** Work to complete **
State how many lines of the data below contain the string "riverbank", with case counting. Reply with the number alone.
## BEGIN Data for this task
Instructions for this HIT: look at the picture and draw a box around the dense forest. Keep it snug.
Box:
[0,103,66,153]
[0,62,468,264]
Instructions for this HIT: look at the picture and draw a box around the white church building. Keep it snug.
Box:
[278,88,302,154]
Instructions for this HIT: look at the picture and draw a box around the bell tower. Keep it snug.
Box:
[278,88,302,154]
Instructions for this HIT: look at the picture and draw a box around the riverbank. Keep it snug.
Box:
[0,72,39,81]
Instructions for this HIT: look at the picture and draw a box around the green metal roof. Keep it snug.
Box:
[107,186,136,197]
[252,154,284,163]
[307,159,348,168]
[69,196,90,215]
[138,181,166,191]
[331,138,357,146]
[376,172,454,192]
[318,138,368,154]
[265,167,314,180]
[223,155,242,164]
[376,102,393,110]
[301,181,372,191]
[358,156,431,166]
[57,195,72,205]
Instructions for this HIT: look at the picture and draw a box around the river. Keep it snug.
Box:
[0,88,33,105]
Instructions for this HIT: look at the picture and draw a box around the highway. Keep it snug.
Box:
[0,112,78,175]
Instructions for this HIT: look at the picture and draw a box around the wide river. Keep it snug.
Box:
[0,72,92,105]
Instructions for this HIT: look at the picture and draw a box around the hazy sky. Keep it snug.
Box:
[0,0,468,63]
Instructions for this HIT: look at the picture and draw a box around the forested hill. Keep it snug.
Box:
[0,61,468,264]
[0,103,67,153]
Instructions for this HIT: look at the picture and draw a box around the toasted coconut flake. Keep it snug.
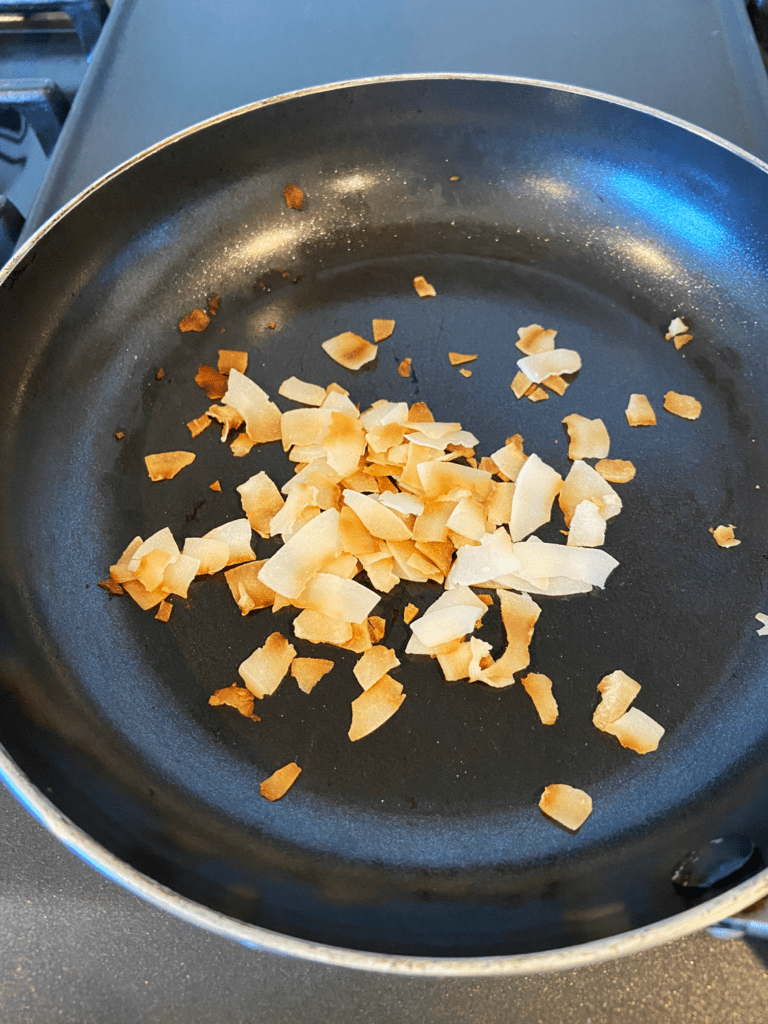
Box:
[667,316,688,341]
[195,362,226,401]
[567,501,605,548]
[595,459,637,483]
[203,518,256,565]
[664,391,701,420]
[517,348,582,384]
[402,604,419,626]
[259,761,301,802]
[510,370,536,398]
[296,572,381,624]
[603,708,665,754]
[144,452,195,481]
[96,579,125,596]
[238,633,296,700]
[186,413,213,437]
[625,394,656,427]
[278,377,326,406]
[710,523,741,548]
[229,431,255,459]
[155,601,173,623]
[513,537,618,593]
[414,275,437,299]
[221,370,282,444]
[323,331,379,370]
[592,669,642,732]
[539,783,592,831]
[283,182,304,210]
[208,683,261,722]
[178,309,211,334]
[559,460,622,526]
[291,657,334,693]
[238,470,285,538]
[208,406,243,441]
[342,490,411,541]
[224,558,274,615]
[352,644,400,690]
[446,528,520,587]
[542,374,568,395]
[373,319,394,344]
[348,676,406,742]
[520,672,557,725]
[562,413,610,462]
[515,324,557,355]
[184,537,229,575]
[509,455,563,541]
## END Data for this task
** Finished answer **
1